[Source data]
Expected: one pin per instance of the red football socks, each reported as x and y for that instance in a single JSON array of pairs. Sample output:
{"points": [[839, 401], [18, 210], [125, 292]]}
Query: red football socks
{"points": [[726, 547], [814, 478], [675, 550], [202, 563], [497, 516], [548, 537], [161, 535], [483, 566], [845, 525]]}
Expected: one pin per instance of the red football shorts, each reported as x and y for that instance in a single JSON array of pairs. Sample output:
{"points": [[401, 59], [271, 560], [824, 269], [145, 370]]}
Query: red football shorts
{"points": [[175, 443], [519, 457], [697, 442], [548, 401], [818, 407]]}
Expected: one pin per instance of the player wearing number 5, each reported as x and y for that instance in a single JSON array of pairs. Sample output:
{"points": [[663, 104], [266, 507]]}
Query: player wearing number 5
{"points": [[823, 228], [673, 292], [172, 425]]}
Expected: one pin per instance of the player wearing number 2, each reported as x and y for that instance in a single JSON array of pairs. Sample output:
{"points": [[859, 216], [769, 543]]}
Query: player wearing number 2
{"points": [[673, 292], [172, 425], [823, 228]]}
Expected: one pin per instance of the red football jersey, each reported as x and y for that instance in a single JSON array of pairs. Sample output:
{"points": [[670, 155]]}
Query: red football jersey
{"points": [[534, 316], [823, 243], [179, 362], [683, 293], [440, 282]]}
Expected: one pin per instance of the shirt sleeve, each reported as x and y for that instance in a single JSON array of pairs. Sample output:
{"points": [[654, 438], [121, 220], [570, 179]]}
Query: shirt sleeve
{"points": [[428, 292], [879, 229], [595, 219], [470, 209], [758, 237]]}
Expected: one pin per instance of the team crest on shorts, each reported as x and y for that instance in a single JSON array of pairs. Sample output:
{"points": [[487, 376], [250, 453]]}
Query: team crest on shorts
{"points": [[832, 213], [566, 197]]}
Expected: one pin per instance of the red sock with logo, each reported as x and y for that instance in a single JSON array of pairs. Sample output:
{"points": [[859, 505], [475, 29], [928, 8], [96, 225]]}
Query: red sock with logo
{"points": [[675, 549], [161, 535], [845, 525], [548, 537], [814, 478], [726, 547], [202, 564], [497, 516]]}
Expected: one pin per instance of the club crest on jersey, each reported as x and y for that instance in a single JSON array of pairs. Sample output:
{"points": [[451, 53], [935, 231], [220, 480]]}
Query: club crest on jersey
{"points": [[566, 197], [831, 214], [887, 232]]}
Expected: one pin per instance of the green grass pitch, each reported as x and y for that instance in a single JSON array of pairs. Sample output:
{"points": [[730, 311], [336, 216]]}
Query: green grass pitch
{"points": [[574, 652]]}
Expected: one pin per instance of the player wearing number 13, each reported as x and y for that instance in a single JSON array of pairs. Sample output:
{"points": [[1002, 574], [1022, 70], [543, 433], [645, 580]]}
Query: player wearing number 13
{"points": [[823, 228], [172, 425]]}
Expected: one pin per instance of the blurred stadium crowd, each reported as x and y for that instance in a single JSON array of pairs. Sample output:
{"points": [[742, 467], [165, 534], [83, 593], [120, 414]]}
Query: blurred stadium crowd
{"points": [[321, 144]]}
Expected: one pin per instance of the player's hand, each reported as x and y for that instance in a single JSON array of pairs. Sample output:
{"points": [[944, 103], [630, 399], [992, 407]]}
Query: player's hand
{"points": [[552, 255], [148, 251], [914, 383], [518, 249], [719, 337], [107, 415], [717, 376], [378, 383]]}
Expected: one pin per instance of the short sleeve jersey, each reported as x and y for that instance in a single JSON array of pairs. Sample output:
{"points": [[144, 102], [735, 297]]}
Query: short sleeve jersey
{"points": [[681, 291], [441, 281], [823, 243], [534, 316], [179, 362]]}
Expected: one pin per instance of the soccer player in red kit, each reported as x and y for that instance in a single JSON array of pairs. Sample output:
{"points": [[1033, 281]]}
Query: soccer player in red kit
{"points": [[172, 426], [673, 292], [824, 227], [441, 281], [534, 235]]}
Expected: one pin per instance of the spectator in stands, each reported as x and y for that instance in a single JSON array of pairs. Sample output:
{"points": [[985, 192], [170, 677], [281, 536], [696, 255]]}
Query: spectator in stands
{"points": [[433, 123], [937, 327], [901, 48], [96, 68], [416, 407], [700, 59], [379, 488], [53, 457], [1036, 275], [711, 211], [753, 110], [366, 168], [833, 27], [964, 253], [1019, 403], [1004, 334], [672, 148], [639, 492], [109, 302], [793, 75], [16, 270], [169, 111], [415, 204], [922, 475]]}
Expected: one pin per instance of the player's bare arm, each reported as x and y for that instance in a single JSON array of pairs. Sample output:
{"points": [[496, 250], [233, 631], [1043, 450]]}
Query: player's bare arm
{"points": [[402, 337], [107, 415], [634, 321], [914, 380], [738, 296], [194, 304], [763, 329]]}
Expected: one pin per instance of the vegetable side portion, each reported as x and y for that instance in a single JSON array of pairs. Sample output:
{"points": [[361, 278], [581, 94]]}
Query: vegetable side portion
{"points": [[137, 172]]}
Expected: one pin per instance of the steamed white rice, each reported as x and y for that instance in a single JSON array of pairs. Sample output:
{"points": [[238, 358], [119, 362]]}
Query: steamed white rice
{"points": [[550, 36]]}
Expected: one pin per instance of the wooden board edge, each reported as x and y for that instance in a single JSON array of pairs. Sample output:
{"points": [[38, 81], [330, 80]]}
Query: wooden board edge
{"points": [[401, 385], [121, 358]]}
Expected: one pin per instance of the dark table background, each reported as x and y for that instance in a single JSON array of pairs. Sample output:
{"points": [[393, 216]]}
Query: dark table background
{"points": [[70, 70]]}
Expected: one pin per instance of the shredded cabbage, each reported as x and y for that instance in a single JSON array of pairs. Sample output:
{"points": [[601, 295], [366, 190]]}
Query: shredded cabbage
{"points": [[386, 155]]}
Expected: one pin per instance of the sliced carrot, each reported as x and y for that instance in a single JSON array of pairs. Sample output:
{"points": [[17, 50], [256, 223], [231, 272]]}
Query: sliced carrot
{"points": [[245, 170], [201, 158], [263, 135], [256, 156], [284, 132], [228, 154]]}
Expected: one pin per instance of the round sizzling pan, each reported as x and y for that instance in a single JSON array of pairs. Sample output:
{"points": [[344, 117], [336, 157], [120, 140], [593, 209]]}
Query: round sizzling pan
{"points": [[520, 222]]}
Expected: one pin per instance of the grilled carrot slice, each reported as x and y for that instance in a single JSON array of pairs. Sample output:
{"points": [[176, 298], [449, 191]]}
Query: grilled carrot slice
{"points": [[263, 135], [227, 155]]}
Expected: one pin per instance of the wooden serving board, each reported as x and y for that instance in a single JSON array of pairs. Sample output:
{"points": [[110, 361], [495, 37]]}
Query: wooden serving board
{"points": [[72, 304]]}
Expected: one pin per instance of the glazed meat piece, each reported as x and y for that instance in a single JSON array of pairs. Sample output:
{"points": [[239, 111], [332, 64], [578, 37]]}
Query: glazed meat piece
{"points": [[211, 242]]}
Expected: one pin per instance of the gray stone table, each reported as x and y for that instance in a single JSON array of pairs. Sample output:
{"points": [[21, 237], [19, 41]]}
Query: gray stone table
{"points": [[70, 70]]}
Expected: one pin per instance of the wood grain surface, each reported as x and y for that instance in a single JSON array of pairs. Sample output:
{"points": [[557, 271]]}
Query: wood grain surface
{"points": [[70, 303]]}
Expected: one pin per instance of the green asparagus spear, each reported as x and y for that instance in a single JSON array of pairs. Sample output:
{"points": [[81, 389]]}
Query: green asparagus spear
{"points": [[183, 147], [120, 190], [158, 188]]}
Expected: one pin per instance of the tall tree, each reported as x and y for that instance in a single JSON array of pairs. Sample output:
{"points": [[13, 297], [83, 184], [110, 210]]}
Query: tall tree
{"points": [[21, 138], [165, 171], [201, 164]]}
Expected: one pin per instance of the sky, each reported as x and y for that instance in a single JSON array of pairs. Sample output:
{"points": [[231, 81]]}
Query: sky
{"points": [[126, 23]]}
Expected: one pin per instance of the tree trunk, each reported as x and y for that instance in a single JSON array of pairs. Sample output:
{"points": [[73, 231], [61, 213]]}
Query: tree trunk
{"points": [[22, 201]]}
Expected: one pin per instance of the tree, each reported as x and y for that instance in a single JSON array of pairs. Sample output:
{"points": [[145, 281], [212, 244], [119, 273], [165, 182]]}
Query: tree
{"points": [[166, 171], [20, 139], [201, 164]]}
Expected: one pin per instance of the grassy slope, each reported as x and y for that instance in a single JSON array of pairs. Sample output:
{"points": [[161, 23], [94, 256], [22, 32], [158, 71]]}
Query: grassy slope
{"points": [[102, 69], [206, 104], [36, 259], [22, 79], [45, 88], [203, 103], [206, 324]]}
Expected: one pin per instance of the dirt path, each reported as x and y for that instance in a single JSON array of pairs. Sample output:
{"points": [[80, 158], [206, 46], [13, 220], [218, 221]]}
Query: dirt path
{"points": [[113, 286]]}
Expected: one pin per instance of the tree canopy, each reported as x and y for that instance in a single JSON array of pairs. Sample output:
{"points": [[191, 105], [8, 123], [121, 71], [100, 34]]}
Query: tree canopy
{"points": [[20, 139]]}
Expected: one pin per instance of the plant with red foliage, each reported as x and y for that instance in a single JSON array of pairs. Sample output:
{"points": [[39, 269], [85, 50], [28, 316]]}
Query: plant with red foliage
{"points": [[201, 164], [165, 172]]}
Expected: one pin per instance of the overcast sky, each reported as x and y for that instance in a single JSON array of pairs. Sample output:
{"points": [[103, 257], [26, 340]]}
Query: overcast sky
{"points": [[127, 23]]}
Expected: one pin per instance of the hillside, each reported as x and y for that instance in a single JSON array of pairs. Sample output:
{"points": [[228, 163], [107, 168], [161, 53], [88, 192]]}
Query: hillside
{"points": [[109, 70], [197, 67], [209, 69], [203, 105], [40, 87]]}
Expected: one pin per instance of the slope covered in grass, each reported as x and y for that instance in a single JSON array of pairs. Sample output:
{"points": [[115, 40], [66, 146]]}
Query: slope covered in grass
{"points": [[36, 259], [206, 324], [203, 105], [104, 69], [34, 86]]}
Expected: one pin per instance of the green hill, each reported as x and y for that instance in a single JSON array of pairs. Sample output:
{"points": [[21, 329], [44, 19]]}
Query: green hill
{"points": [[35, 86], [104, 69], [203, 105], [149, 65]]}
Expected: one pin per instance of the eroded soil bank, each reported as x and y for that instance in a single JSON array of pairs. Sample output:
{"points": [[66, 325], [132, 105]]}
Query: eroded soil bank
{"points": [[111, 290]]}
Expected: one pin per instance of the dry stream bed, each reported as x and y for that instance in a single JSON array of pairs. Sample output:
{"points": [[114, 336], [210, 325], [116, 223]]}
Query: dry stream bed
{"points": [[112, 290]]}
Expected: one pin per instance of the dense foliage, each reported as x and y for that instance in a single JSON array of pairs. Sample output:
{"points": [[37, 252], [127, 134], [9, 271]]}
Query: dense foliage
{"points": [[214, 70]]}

## WHAT YOU SHOULD DO
The answer must contain only the lines from the one with "Query: slope covered in grass" to the end of the entries above, each written out exactly.

## SOLUTION BELOW
Query: slope covered in grass
{"points": [[36, 259], [206, 324], [203, 105], [104, 69], [34, 86]]}
Expected: one pin per instance of the green hill, each reported as x and y for that instance in a single JSON array of pairs. Sample output:
{"points": [[21, 329], [44, 19]]}
Query: green hill
{"points": [[35, 86], [104, 69], [203, 105], [149, 65]]}
Expected: one pin per instance of the eroded soil bank, each reported as x and y for that instance in a single JSON array of pairs. Sample output:
{"points": [[66, 325], [132, 105]]}
Query: eroded soil bank
{"points": [[111, 290]]}
Expected: one pin per instance of the dry stream bed, each reported as x and y for that instance in a single JSON array of pairs. Sample output:
{"points": [[114, 336], [210, 325], [116, 223]]}
Query: dry stream bed
{"points": [[112, 290]]}
Expected: one pin per instance of the dense foliage, each reported as x and y for that instance in a single JSON array of pairs. Sample output:
{"points": [[37, 252], [127, 134], [9, 271]]}
Query: dense foliage
{"points": [[214, 70]]}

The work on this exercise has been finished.